- What you have to do:
Decide whether each statement below agrees with the Foxconn article, answering yes or no and quoting the words of the article that settle it. 1. The Nikkei Asian Review reported on May 23 that Foxconn would no longer build the Generation 10.5 factory. 2. Bob O'Brien said a Gen 6 plant would require a $10 billion investment. 3. The Harrisburg factory announced in 2013 promised 5,000 new jobs.

In a revealing interview with the Milwaukee Journal Sentinel, Louis Woo, special assistant to Foxconn CEO Terry Gao, confirmed that the new multibillion-dollar taxpayer-subsidized factory, planned for southeastern Wisconsin, will be a smaller, robotic-based Generation 6 factory. Woo stated this smaller factory will be the country’s first thin-film transistor fabrication, or “TFT Fab,” operation.

On May 23, the Nikkei Asian Review had reported that Foxconn would no longer be building the proposed, and agreed-upon, Generation 10.5 factory. Foxconn vehemently denied the story at the time, but now has confirmed the long-planned scaling back of its operations, while swindling the working class of Wisconsin for billions of dollars.

The now-proposed Generation 6 (Gen 6) factory will not be able to produce the larger screens a Generation 10.5 (Gen 10.5) factory would be capable of producing. According to Bob O’Brien, cofounder and president of Display Supply Chain Consultants, the scaling down of the factory means that investment required is much less.

O’Brien told the Milwaukee Business Journal in May that a $10 billion investment would make sense for a Gen 10.5 plant, but that a Gen 6 plant would require a $2 billion to $3 billion investment.

This smaller plant will be focused on building smaller screens, artificial intelligence, 5G cell phone technology and 8K image resolution. Louis Woo further stated that Foxconn wasn’t “really interested in television,” despite this corporate handout being sold to the working class as boon for LCD television production in an economically depressed area. It now appears the “factory jobs” promised will not be forthcoming.

It’s clear that Foxconn had been planning on building a smaller factory from the beginning. The investment Foxconn has put forth will already be covered by the $1 billion subsidy promised by the Walker administration and local municipalities, at the expense of the Wisconsin working class.

The workers required at the factory, if it materializes, will be more-specialized “knowledge workers” as opposed to “less-skilled” assembly line workers, Woo told the Journal Times of Racine, Wisconsin: “If, six months ago, you asked me: What would be the mix of labor? I would pull out the experience that we have in China and say, ‘Well, 75 percent assembly line workers, 25 percent engineers and managers,’ Woo, continued, “So, ask me the question today, now it looks like about 10 percent assembly line workers, 90 percent knowledge workers.”

The impetus for this change, Woo explained, was due to “market conditions” and the “much higher labor costs” in the United States compared to China. Woo expects us to believe that Foxconn was unaware of differences in labor costs until six months ago? This was the strategy from the onset.

Foxconn has an history of promising thousands of jobs and billions in investments, yet few of these promises have come to fruition. In 2013, Foxconn had announced that the city of Harrisburg, Pennsylvania, would be the recipient of a new high-tech factory promising 500 new jobs. Five years later, gravel still sits at the proposed building site.

Mirroring the Harrisburg deal, Foxconn in 2014, promoted a “letter of intent” to invest $1 billion dollars in Indonesia to build a new factory. An even larger carrot was dangled to Indian big business, when a “Memorandum of Understanding” or “MOU” was signed detailing a $5 billion investment promising 50,000 new jobs. These assembly line jobs building cell phone parts have failed to materialize in both countries.

- Records:
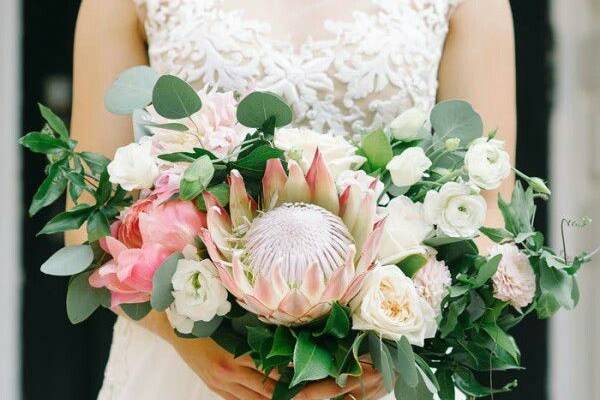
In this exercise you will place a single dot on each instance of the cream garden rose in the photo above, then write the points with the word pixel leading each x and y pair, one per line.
pixel 408 124
pixel 300 145
pixel 198 293
pixel 487 163
pixel 134 167
pixel 458 210
pixel 389 304
pixel 409 167
pixel 404 230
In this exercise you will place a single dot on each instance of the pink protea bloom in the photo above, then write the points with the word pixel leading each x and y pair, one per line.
pixel 304 249
pixel 148 232
pixel 514 281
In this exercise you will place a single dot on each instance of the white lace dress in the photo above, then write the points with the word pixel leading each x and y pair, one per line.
pixel 344 66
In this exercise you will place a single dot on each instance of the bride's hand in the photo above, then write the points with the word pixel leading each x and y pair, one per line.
pixel 231 378
pixel 371 388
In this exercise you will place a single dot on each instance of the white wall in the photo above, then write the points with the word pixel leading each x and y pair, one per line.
pixel 10 282
pixel 575 173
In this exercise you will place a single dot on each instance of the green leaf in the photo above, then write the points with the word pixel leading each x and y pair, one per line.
pixel 504 340
pixel 131 90
pixel 382 360
pixel 256 109
pixel 487 270
pixel 206 329
pixel 68 220
pixel 174 98
pixel 196 178
pixel 221 193
pixel 283 342
pixel 69 260
pixel 405 363
pixel 136 311
pixel 162 287
pixel 43 143
pixel 378 150
pixel 82 299
pixel 54 121
pixel 50 190
pixel 497 235
pixel 412 264
pixel 311 362
pixel 337 323
pixel 96 162
pixel 456 119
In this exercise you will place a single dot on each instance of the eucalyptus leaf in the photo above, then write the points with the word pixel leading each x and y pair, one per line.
pixel 131 90
pixel 69 260
pixel 162 287
pixel 174 98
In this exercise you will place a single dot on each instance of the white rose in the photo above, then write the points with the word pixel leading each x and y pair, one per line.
pixel 408 124
pixel 134 167
pixel 300 144
pixel 361 179
pixel 404 230
pixel 487 163
pixel 409 167
pixel 198 292
pixel 457 209
pixel 389 304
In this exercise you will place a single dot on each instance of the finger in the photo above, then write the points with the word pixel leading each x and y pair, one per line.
pixel 242 392
pixel 255 381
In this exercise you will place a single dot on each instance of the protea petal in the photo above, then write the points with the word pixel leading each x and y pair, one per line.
pixel 296 188
pixel 273 183
pixel 241 204
pixel 322 185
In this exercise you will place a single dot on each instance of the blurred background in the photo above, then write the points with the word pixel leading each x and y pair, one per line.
pixel 43 357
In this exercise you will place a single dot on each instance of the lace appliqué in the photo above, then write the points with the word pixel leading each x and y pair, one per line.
pixel 371 69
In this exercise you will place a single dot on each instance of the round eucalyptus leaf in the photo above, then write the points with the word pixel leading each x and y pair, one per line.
pixel 69 260
pixel 256 109
pixel 174 98
pixel 131 90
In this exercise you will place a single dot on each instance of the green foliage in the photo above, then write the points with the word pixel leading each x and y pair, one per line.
pixel 131 90
pixel 174 98
pixel 69 260
pixel 162 297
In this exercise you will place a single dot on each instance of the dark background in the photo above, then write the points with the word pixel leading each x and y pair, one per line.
pixel 63 362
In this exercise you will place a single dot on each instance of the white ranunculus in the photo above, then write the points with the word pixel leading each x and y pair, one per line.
pixel 198 292
pixel 487 163
pixel 404 230
pixel 134 167
pixel 300 144
pixel 409 167
pixel 361 179
pixel 457 209
pixel 389 304
pixel 408 124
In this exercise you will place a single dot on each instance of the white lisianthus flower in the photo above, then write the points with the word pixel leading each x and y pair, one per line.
pixel 133 167
pixel 457 209
pixel 407 125
pixel 361 179
pixel 409 167
pixel 198 292
pixel 404 230
pixel 300 144
pixel 487 163
pixel 432 282
pixel 389 304
pixel 514 281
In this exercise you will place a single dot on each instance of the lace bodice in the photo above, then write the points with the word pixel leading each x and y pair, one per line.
pixel 354 69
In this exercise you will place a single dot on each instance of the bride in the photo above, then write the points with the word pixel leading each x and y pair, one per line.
pixel 343 65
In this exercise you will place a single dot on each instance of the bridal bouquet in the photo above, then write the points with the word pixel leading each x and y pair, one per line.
pixel 312 253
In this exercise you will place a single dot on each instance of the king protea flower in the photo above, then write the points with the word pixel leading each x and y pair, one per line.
pixel 305 248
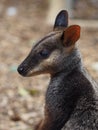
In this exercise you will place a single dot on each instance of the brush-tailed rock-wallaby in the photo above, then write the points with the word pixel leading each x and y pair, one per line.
pixel 71 101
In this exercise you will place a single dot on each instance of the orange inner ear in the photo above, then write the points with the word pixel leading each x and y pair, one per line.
pixel 71 35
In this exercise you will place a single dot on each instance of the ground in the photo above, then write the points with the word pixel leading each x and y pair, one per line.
pixel 22 99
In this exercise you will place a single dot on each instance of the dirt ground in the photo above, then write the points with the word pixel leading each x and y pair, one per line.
pixel 22 99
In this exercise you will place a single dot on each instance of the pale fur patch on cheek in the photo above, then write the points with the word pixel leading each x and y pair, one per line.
pixel 51 59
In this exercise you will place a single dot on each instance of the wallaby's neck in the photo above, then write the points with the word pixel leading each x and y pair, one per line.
pixel 61 97
pixel 69 63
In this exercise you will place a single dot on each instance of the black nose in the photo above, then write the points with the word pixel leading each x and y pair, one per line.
pixel 21 70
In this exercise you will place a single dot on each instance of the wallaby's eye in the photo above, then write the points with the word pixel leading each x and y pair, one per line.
pixel 44 53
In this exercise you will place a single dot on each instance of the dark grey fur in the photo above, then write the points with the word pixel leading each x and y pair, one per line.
pixel 72 95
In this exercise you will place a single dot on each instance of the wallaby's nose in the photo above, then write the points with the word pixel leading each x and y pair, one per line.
pixel 21 70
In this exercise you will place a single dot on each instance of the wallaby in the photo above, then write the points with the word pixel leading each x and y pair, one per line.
pixel 71 101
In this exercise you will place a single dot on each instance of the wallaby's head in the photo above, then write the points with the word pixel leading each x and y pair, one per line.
pixel 47 55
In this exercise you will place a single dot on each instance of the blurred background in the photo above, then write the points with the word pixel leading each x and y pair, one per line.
pixel 22 23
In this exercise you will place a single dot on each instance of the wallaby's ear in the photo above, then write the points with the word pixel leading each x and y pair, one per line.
pixel 61 20
pixel 71 35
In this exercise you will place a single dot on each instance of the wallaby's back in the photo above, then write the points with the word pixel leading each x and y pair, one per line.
pixel 71 101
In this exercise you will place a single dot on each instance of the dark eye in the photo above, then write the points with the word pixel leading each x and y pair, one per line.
pixel 44 53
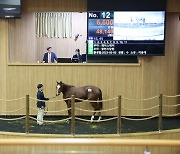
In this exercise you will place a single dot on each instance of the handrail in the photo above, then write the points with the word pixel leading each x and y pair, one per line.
pixel 89 141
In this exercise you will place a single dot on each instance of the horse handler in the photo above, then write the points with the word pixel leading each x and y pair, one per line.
pixel 40 104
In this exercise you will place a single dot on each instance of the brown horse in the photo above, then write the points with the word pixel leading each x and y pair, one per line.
pixel 90 93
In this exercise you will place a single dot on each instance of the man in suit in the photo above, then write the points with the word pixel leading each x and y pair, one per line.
pixel 77 58
pixel 49 56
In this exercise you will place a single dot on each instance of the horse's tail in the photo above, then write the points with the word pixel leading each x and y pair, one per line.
pixel 100 98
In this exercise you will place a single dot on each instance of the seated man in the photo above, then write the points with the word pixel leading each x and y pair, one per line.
pixel 77 58
pixel 49 56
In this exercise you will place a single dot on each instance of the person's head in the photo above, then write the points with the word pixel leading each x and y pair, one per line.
pixel 49 49
pixel 40 87
pixel 77 51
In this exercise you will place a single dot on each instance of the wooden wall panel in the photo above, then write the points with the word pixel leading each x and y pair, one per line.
pixel 173 6
pixel 56 6
pixel 155 75
pixel 117 144
pixel 3 60
pixel 22 38
pixel 65 47
pixel 26 47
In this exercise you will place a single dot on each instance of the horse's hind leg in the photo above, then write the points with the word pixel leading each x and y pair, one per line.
pixel 96 108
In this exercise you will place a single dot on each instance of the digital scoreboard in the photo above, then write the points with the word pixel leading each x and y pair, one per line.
pixel 126 33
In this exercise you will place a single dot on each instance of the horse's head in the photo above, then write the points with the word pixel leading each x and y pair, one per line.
pixel 59 88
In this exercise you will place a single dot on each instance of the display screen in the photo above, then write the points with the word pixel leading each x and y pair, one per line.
pixel 10 8
pixel 126 33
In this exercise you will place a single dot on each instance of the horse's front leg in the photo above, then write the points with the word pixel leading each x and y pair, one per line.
pixel 99 116
pixel 92 117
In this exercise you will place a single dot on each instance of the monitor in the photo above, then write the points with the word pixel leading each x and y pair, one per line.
pixel 64 60
pixel 10 8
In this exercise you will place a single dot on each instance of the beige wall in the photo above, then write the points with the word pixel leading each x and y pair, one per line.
pixel 152 76
pixel 26 47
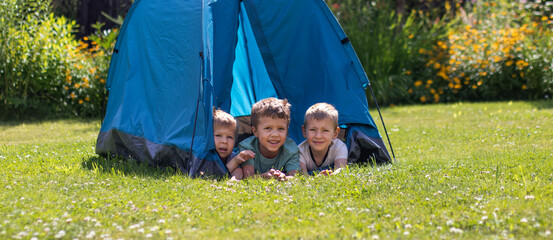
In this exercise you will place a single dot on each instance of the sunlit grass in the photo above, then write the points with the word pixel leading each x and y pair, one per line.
pixel 470 170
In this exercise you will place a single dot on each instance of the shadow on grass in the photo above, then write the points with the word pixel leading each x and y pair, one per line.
pixel 543 104
pixel 16 122
pixel 126 167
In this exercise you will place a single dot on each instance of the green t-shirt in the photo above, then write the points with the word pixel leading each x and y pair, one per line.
pixel 288 158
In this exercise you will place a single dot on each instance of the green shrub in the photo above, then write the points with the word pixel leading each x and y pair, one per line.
pixel 86 75
pixel 499 50
pixel 387 43
pixel 44 70
pixel 34 49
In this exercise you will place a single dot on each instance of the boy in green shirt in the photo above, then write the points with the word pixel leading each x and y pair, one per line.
pixel 269 153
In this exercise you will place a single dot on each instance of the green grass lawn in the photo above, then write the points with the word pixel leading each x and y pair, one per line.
pixel 465 170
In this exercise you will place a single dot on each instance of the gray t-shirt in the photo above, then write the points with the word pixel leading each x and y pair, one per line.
pixel 288 158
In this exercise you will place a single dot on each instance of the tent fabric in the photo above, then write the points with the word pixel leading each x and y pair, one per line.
pixel 175 60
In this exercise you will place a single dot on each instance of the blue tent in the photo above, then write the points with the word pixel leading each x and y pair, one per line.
pixel 175 60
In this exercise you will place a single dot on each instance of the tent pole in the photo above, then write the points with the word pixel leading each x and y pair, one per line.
pixel 382 120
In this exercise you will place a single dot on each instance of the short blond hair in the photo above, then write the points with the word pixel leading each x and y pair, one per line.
pixel 225 120
pixel 321 111
pixel 271 107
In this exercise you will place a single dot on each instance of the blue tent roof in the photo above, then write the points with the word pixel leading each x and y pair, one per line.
pixel 174 60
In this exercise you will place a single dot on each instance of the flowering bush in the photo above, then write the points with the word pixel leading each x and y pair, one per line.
pixel 498 51
pixel 43 70
pixel 85 77
pixel 387 43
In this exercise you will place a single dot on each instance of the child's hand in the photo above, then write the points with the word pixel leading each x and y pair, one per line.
pixel 244 156
pixel 326 172
pixel 276 174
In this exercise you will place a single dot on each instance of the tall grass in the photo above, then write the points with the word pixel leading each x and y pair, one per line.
pixel 464 171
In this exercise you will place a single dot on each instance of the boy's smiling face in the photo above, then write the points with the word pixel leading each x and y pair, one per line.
pixel 271 133
pixel 224 140
pixel 320 133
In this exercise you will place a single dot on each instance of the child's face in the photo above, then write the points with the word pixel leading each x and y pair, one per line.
pixel 271 133
pixel 224 140
pixel 319 134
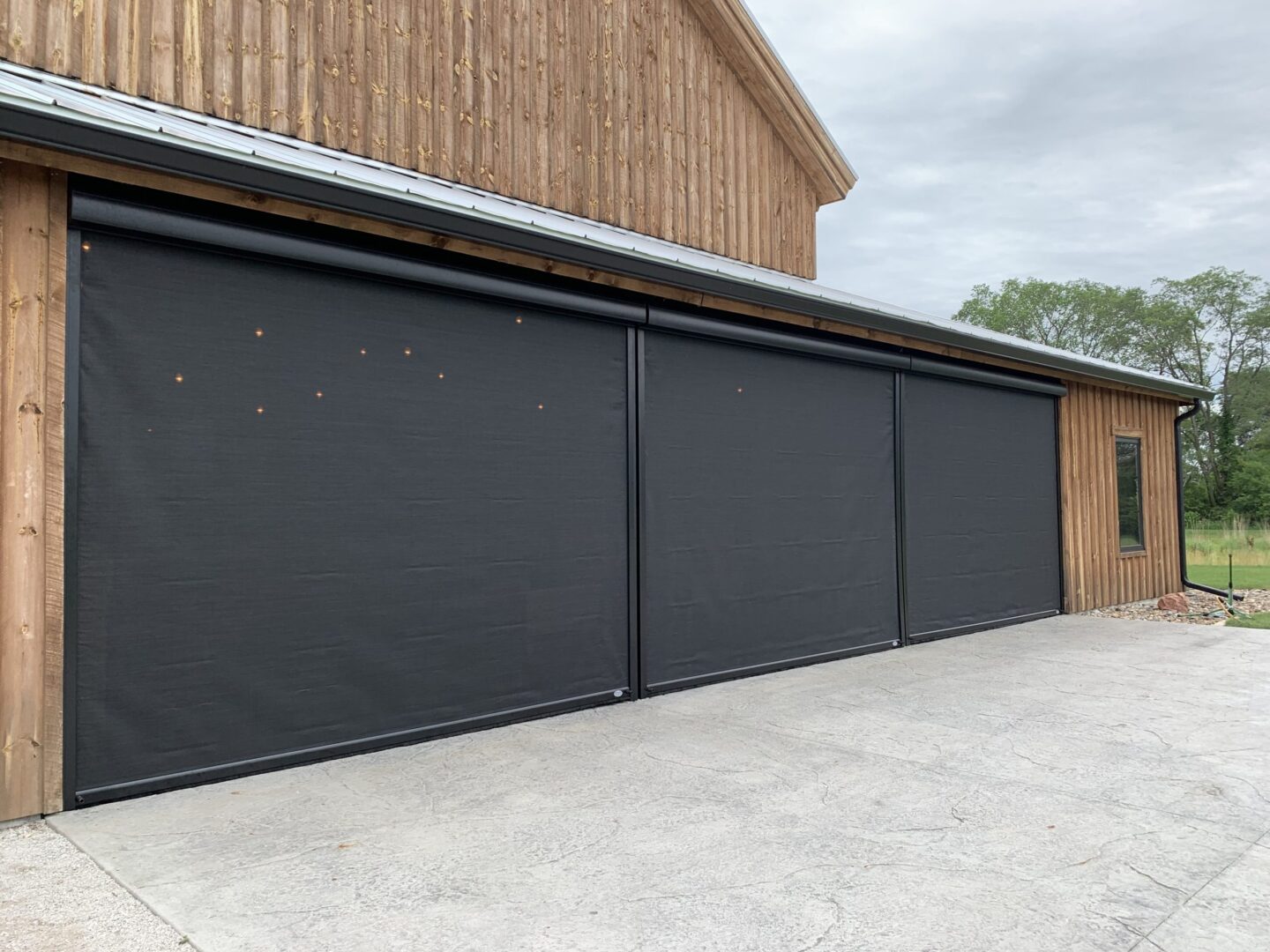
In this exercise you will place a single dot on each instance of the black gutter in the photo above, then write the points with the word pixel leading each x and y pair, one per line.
pixel 1181 508
pixel 109 145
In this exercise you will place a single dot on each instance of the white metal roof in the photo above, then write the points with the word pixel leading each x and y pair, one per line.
pixel 97 108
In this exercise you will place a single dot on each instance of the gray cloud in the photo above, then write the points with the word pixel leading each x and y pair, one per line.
pixel 995 138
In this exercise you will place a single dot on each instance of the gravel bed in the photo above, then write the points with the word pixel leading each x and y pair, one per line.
pixel 55 899
pixel 1206 608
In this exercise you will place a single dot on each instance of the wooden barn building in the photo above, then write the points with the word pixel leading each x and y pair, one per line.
pixel 374 372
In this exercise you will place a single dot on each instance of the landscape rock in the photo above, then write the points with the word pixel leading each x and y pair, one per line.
pixel 1203 608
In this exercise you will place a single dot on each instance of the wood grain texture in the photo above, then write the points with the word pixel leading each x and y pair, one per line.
pixel 1096 574
pixel 641 113
pixel 32 274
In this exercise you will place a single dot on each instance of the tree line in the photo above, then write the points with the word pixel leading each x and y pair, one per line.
pixel 1212 329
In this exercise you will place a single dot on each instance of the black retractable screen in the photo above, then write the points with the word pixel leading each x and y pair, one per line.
pixel 319 510
pixel 981 507
pixel 768 522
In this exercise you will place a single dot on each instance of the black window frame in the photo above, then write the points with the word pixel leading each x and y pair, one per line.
pixel 1136 442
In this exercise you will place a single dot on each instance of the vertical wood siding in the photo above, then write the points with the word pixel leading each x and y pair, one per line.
pixel 1096 574
pixel 32 360
pixel 623 111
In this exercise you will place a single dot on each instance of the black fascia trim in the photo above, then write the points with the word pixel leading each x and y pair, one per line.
pixel 362 746
pixel 80 138
pixel 181 227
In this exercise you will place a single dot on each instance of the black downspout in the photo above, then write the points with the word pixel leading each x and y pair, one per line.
pixel 1181 507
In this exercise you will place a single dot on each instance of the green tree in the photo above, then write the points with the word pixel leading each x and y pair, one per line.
pixel 1212 329
pixel 1079 315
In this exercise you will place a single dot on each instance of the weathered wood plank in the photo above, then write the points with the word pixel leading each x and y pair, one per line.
pixel 25 279
pixel 624 111
pixel 55 505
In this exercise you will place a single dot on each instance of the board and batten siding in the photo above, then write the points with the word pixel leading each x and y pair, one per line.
pixel 623 111
pixel 32 390
pixel 1096 573
pixel 32 387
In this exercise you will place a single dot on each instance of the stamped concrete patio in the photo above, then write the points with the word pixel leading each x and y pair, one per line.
pixel 1074 784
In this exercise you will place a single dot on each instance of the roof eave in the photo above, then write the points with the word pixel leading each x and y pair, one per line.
pixel 498 221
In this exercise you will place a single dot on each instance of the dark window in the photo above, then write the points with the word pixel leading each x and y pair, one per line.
pixel 1128 482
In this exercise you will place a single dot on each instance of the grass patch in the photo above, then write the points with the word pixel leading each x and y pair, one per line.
pixel 1211 545
pixel 1246 576
pixel 1252 621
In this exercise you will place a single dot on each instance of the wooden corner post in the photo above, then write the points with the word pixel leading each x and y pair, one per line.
pixel 32 383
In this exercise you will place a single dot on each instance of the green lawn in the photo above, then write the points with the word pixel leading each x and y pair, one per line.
pixel 1246 576
pixel 1252 621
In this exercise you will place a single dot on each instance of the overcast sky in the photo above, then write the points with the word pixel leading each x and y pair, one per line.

- Solution to this problem:
1. Yes: "On May 23, the Nikkei Asian Review had reported that Foxconn would no longer be building the proposed, and agreed-upon, Generation 10.5 factory."
2. No: "a Gen 6 plant would require a $2 billion to $3 billion investment."
3. No: "a new high-tech factory promising 500 new jobs."